▶ _Directions_
a: In the amendment to the term loan credit agreement, what dollar amount of Incremental Term Loans has the Borrower requested?
b: Transcribe the stretch of the term loan credit agreement amendment from "SECTION 2. Amendment" through "Facility Activation Notice.".
c: Pick up the term loan credit agreement amendment where it stops, and write the continuation.
--- Start Provided passage ---
FIRST AMENDMENT
Exhibit 10.2
FIRST AMENDMENT
FIRST AMENDMENT, dated as of September 14, 2012 (this “Amendment”), to the Term Loan Credit Agreement, dated as of April 15, 2011 (as amended, modified, restated and supplemented from time to time, the “Credit Agreement”), among UniTek Global Services, Inc., a Delaware corporation (the “Borrower”), the lending and other financial institutions from time to time party thereto (each a “Lender” and, collectively, the “Lenders”), and FBR Capital Markets LT, Inc., as Documentation Agent, Syndication Agent and Administrative Agent (in such capacity, the “Administrative Agent”).
W I T N E S S E T H:
WHEREAS, pursuant to the Credit Agreement, the Lenders have agreed to make, and have made, certain loans and other extensions of credit to the Borrower;
WHEREAS, pursuant to Section 2.18 of the Credit Agreement, the Borrower has requested that $15,000,000 of Incremental Term Loans (the “Incremental Term Loans”) be made available to the Borrower;
WHEREAS, pursuant to Section 2.18(d), the Credit Agreement may be amended to the extent necessary to reflect the existence and terms of Incremental Term Loans evidenced thereby;
WHEREAS, the Borrower has requested that certain provisions of the Credit Agreement be amended as set forth herein; and
WHEREAS, the Administrative Agent and the Borrower are willing to agree to such amendments, subject to the terms and conditions set forth herein;
NOW, THEREFORE, the parties hereto agree as follows:
SECTION 1. Definitions. Unless otherwise defined herein, terms defined in the Credit Agreement and used herein shall have the meanings given to them in the Credit Agreement.
SECTION 2. Amendment to Section 1.1.
(a) Section 1.1 of the Credit Agreement is hereby amended by adding the following new definition in alphabetical order:
“Incremental Term Loan Commitments” as to any Lender, the obligation of such Lender, if any, to make an Incremental Term Loan to the Borrower in a principal amount not to exceed the amount set forth opposite such Lender’s name on an Increased Facility Activation Notice.
(b) The following definition in Section 1.1 of the Credit Agreement is hereby amended as follows:
The definition of “Commitments” is hereby amended by adding the words “and the Incremental Term Loan Commitments of such Lender, if any” immediately after the words “Tranche B Term Commitment”.
SECTION 3. Amendment to Section 2.5(b). Section 2.5(b) of the Credit Agreement is hereby amended in its entirety to read as follows:
(b) If all or any portion of the Term Loans are (i) repaid or (ii) repriced (or effectively refinanced) through any amendment of this Agreement (collectively, “Refinanced Loans”) (x) prior to the first anniversary of the Closing Date, the Borrower shall pay to the Lenders holding such Refinanced Loans a prepayment premium equal to 2.00% of the aggregate principal amount so repaid or repriced (or, in the case of clause (ii) above, of the aggregate amount of Term Loans outstanding immediately prior to such amendment), and (y) on or following the first anniversary of the Closing Date through the second anniversary of the Closing Date, the Borrower shall pay to the Lenders holding such Refinanced Loans a prepayment premium equal to 1.00% of the aggregate principal amount so repaid or repriced (or, in the case of clause (ii) above, of the aggregate amount of Term Loans outstanding immediately prior to such amendment).
--- End Provided passage ---
--- Start Items ---
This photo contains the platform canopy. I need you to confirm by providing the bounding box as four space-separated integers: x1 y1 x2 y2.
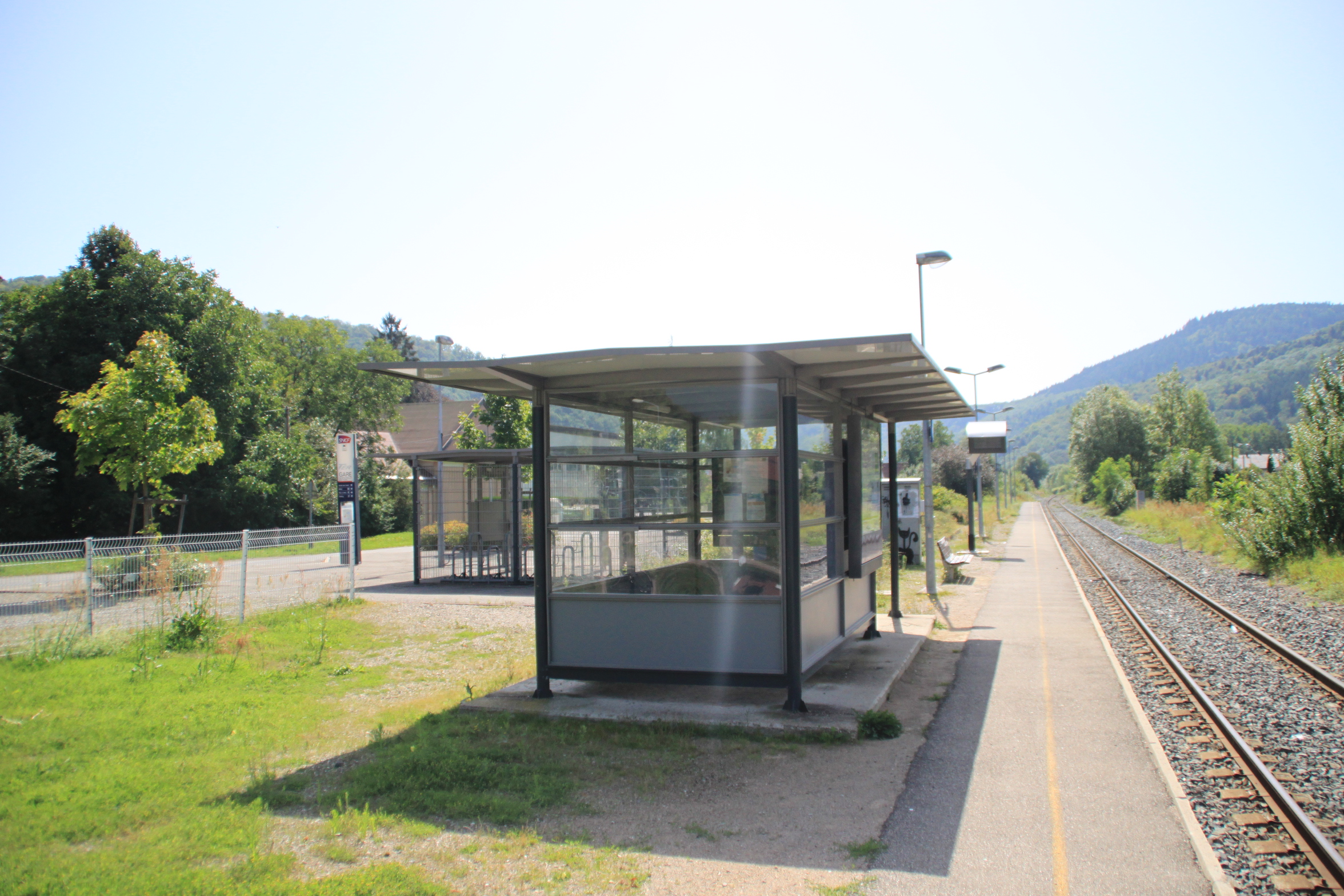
359 333 973 423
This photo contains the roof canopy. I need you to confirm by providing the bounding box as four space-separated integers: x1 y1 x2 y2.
359 333 971 422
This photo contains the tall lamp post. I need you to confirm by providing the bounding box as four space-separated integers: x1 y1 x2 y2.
977 405 1013 520
434 336 453 451
919 251 951 598
942 364 1004 539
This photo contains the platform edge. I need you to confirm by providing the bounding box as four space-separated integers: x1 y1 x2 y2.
1046 507 1237 896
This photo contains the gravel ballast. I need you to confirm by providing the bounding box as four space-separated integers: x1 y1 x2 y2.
1053 512 1344 895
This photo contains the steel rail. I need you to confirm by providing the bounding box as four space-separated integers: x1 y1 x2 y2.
1061 508 1344 697
1042 502 1344 893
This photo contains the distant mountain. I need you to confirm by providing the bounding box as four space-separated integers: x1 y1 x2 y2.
1008 302 1344 463
0 274 57 293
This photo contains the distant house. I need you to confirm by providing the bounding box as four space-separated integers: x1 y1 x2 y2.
1233 451 1283 470
379 402 489 454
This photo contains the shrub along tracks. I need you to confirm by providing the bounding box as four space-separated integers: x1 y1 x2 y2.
1047 505 1344 893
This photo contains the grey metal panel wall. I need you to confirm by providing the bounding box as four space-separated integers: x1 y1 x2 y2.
802 582 843 667
844 575 872 631
550 594 785 673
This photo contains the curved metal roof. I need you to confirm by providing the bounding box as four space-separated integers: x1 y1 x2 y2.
359 333 973 422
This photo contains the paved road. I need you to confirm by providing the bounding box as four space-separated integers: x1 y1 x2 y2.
870 504 1211 896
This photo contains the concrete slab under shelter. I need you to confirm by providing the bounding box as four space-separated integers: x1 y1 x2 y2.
866 504 1211 896
459 615 934 734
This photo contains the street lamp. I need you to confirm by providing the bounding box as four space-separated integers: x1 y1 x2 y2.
976 405 1013 520
942 364 1004 539
434 336 453 451
919 251 951 603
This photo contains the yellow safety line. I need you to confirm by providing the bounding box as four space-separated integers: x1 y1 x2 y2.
1031 510 1069 896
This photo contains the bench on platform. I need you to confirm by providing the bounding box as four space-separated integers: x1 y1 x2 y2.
935 537 976 581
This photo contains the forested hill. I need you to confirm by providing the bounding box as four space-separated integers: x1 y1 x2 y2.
1019 302 1344 407
325 317 485 361
1012 317 1344 463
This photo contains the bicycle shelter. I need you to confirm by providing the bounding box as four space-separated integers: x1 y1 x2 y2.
359 334 971 709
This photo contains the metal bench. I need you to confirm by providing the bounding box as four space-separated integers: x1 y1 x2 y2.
935 537 976 579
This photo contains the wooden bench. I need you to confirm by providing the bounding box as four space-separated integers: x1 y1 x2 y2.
935 537 976 579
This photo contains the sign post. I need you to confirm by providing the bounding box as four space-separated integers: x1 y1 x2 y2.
336 433 360 563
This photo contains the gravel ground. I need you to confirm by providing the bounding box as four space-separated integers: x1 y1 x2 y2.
1055 505 1344 895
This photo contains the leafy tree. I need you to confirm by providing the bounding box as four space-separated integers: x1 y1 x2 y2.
1069 386 1148 501
55 332 223 529
1148 367 1227 461
1091 457 1135 516
1013 451 1050 489
1219 423 1287 454
897 421 955 465
1153 449 1218 501
0 414 55 498
374 311 417 361
478 395 532 447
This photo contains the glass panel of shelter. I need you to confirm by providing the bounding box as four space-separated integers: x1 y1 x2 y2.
797 388 844 591
547 380 779 595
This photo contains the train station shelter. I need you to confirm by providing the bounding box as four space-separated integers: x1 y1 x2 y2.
360 334 971 709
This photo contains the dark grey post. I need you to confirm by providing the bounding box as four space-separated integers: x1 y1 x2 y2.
411 454 421 585
778 383 808 712
887 423 901 619
844 414 863 579
966 461 976 551
511 454 521 585
532 390 551 697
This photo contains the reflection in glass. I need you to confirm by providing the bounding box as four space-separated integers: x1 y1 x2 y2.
798 522 840 589
859 419 882 560
699 457 779 522
798 414 840 454
550 403 625 454
550 382 778 454
551 529 779 597
798 458 840 521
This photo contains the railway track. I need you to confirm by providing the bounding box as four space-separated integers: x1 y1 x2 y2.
1046 502 1344 896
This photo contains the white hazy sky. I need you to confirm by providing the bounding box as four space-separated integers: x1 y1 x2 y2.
0 0 1344 405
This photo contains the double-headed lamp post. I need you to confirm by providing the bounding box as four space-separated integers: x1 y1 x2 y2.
942 364 1004 539
985 405 1013 520
919 251 951 598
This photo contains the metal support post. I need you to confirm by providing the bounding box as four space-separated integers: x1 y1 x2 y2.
976 457 985 541
778 388 808 712
966 461 976 551
85 539 93 635
411 454 422 585
238 529 247 622
532 390 551 698
922 421 938 598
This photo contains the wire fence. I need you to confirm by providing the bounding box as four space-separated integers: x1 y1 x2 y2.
0 525 355 649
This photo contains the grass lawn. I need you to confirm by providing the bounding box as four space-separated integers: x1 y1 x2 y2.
0 588 836 896
0 532 413 578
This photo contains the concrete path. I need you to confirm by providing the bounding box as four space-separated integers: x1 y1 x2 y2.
868 504 1211 896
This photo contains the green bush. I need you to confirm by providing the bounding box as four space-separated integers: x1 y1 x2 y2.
859 709 902 740
1091 457 1134 516
1215 351 1344 572
1153 449 1218 501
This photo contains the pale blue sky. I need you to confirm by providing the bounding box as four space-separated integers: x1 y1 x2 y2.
0 0 1344 405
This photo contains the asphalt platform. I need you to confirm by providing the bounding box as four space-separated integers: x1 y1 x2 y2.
867 504 1211 896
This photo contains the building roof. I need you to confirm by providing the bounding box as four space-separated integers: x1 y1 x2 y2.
359 333 973 422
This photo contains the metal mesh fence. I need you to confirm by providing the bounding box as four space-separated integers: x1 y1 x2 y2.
0 525 354 647
417 461 534 582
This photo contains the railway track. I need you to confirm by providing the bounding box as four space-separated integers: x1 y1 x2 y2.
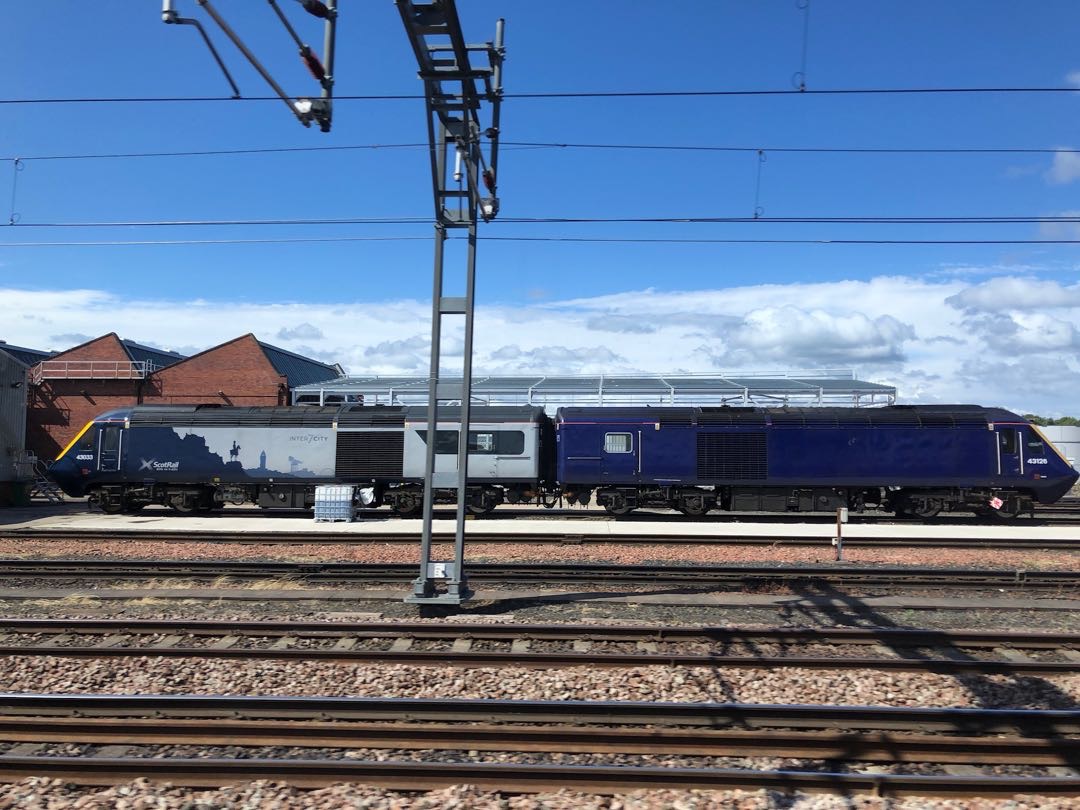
0 619 1080 675
0 693 1080 796
6 527 1080 551
0 559 1080 592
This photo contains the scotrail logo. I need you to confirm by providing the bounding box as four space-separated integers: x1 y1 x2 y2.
138 458 180 472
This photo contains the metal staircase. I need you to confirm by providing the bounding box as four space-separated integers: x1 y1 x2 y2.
30 459 64 503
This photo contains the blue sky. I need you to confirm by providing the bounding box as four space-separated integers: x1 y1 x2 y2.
0 0 1080 414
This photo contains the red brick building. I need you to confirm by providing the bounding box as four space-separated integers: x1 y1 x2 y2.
27 333 341 460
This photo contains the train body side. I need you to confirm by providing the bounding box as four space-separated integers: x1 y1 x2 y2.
556 406 1077 513
53 406 553 512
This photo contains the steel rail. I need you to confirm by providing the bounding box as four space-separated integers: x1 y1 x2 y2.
6 527 1080 551
0 558 1080 590
0 716 1080 766
0 756 1080 797
6 620 1080 675
0 618 1080 649
0 692 1080 734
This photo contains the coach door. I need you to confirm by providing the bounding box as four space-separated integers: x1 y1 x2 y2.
97 426 123 472
997 428 1024 478
600 426 642 484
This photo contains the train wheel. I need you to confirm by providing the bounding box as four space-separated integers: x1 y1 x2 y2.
910 498 945 521
990 498 1024 521
678 498 710 517
390 498 423 517
168 494 199 515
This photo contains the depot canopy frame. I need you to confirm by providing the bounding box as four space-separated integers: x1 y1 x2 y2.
293 369 896 413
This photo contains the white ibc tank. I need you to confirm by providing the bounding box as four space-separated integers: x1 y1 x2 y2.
1039 424 1080 467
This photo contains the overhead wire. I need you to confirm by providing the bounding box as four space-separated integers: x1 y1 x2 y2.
0 235 1080 248
6 215 1080 232
0 86 1080 105
0 140 1080 161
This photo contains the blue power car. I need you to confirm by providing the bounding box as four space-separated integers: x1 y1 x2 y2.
556 405 1078 517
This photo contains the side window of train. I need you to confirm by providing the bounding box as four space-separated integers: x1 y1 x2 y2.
417 430 525 456
469 430 525 456
102 428 120 453
604 433 634 453
469 430 495 453
998 428 1016 453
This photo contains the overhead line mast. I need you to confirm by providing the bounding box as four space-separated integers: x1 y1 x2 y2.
162 0 504 605
396 0 504 605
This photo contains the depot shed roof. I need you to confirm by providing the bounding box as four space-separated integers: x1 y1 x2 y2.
293 369 896 409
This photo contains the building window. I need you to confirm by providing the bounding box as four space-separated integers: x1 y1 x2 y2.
604 433 634 453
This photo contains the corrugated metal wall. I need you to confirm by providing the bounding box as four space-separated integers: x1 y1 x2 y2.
0 351 29 481
1039 424 1080 467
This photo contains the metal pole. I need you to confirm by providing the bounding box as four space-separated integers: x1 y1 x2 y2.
323 0 337 99
413 224 446 598
446 222 476 599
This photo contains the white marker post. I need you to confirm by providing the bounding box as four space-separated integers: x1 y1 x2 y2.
833 507 848 563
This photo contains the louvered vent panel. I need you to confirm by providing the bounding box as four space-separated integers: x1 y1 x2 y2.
337 430 405 480
698 407 765 427
698 433 769 481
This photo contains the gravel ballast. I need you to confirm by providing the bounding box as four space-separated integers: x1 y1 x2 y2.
0 778 1076 810
0 656 1080 708
0 538 1080 570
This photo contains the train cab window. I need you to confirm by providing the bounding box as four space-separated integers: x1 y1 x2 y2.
604 433 634 453
469 431 495 453
102 428 120 453
998 428 1016 454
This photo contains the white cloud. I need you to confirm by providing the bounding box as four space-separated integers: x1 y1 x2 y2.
278 323 325 340
1045 148 1080 186
6 273 1080 416
724 305 915 365
945 276 1080 312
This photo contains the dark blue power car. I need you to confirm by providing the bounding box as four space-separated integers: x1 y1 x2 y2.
556 405 1078 517
51 405 1078 517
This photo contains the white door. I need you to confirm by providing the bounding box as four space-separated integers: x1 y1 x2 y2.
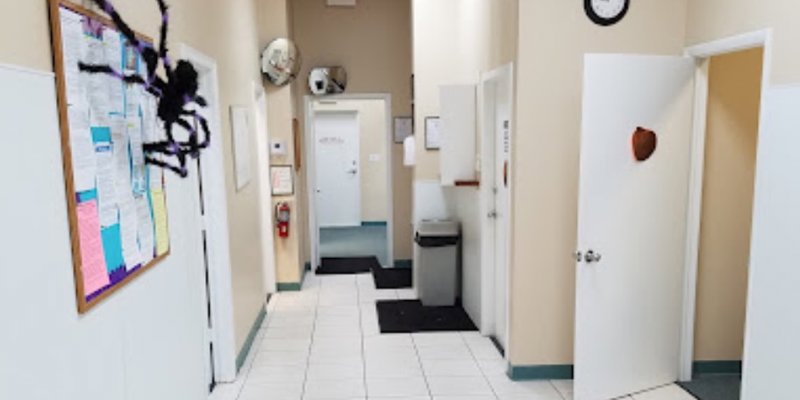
314 112 361 228
494 71 512 348
742 86 800 400
575 55 694 400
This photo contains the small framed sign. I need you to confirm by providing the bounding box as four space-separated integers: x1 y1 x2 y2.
394 117 414 144
425 117 442 150
269 165 294 196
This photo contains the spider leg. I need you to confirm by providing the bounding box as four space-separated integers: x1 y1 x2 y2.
177 118 200 159
93 0 145 54
157 0 172 70
144 157 189 178
183 110 211 149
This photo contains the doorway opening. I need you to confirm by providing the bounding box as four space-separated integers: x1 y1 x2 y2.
480 64 514 353
681 34 769 400
306 95 394 272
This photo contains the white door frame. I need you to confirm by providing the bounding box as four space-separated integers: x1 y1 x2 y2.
679 29 772 381
303 93 394 269
180 44 236 382
253 82 278 294
478 63 516 350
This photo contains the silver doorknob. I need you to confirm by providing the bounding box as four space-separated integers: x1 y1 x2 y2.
584 250 603 264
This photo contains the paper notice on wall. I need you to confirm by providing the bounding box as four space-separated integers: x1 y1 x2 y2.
67 105 97 193
119 195 144 271
84 38 115 126
150 189 169 256
134 196 156 264
95 141 119 227
61 9 86 105
75 200 111 295
125 85 145 118
103 29 125 113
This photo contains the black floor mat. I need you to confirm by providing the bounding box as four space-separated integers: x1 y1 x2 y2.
678 375 742 400
317 257 380 275
376 300 478 333
372 266 413 289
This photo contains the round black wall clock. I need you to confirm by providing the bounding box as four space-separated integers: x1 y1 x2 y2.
583 0 631 26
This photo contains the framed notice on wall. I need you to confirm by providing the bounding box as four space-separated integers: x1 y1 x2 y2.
270 165 294 196
50 0 170 313
425 117 442 150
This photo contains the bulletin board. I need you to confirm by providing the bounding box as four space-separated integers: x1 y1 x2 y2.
50 0 170 313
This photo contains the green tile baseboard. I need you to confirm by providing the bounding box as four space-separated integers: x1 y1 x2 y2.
236 306 267 373
277 263 311 292
692 361 742 376
508 364 575 381
361 221 389 226
278 282 303 292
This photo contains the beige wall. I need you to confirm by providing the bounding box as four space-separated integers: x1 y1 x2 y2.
258 0 306 283
686 0 800 84
292 0 412 260
314 100 389 222
695 49 763 361
413 0 518 180
0 0 280 354
509 0 697 365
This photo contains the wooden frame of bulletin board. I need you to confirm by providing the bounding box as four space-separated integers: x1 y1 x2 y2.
49 0 169 313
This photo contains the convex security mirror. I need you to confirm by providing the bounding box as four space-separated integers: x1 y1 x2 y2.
308 67 347 96
261 38 302 86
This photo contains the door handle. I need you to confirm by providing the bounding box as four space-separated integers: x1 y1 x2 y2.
584 250 603 264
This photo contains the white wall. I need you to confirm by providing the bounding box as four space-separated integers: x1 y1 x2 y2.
0 69 206 400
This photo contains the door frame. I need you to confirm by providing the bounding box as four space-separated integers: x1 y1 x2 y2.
679 29 772 381
478 63 516 350
179 44 236 383
253 81 278 296
303 93 395 269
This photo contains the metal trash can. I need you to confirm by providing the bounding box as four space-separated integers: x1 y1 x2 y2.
414 221 461 306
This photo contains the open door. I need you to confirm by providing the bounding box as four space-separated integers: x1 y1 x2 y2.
575 55 694 400
742 86 800 400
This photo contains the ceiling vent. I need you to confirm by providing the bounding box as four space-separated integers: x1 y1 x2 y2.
328 0 356 7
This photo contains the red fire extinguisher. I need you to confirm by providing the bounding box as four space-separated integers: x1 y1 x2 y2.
275 203 292 238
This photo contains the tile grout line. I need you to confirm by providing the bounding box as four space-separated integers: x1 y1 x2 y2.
355 275 369 399
458 332 500 399
410 333 433 399
300 279 323 399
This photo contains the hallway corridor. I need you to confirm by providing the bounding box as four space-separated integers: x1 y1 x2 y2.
211 274 692 400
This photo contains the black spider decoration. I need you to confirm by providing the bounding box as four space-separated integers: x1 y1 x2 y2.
78 0 211 177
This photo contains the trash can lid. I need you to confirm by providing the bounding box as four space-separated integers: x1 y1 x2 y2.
417 220 461 237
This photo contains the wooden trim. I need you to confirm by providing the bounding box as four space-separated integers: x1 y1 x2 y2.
292 118 303 172
48 0 170 314
455 180 481 187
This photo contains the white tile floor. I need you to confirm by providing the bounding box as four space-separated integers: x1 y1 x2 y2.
211 274 693 400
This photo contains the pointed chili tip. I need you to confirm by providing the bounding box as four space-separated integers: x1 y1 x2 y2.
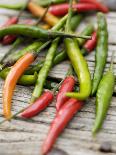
--- End Items ---
▶ _Answers_
a: $15,000,000

b:
SECTION 2. Amendment to Section 1.1.
(a) Section 1.1 of the Credit Agreement is hereby amended by adding the following new definition in alphabetical order:
“Incremental Term Loan Commitments” as to any Lender, the obligation of such Lender, if any, to make an Incremental Term Loan to the Borrower in a principal amount not to exceed the amount set forth opposite such Lender’s name on an Increased Facility Activation Notice.

c:
SECTION 4. Amendment to Section 9.1. The penultimate paragraph of Section 9.1 of the Credit Agreement is hereby amended by adding the phrase “or all outstanding Term Loans” immediately after the words “Tranche B Term Loans” in the first sentence thereof.
SECTION 5. Representations and Warranties. The Borrower hereby represents and warrants that (a) each of the representations and warranties made by any Loan Party in or pursuant to the Loan Documents shall be, after giving effect to this Amendment, true and correct in all material respects on and as of such date as if made on and as of the First Amendment Effective Date, except to the extent such representations and warranties expressly date to an earlier date, in which case such representations and warranties shall be true and correct in all material respects on and as of such earlier date and (b) no Default or Event of Default shall have occurred and be continuing after giving effect to this Amendment.
SECTION 6. Reaffirmation of Loan Documents. By signing this Amendment, each Loan Party hereby ratifies and confirms that its obligations and liabilities under the Credit Agreement as modified hereby and the other Loan Documents to which it is a party remain in full force and effect on a continuous basis after giving effect to this Amendment. Each Loan Party ratifies and confirms that all Liens granted, conveyed, or assigned by such Person pursuant to the Loan Documents and all guarantee obligations of such Person under the Loan Documents remain in full force and effect and secure and guarantee full payment and performance of the Obligations as increased and amended by the Incremental Term Loans, the Increased Activation Notice and this Amendment.
SECTION 7. Expenses. The Borrower agrees to pay and reimburse the Administrative Agent for all its reasonable out-of-pocket costs and expenses incurred in connection with the preparation and delivery of this Amendment, the Increased Facility Activation Notice and any other documents prepared in connection herewith and the transaction contemplated hereby, including, without limitation, the reasonable fees and disbursements of counsel to the Administrative Agent.
SECTION 8. GOVERNING LAW. THIS AMENDMENT AND THE RIGHTS AND OBLIGATIONS OF THE PARTIES HERETO SHALL BE GOVERNED BY, AND CONSTRUED AND INTERPRETED IN ACCORDANCE WITH, THE LAWS OF THE STATE OF NEW YORK. EACH PARTY HERETO HEREBY AGREES AS SET FORTH IN SECTIONS 9.12 AND 9.16 OF THE CREDIT AGREEMENT AS IF SUCH SECTIONS WERE SET FORTH HEREIN.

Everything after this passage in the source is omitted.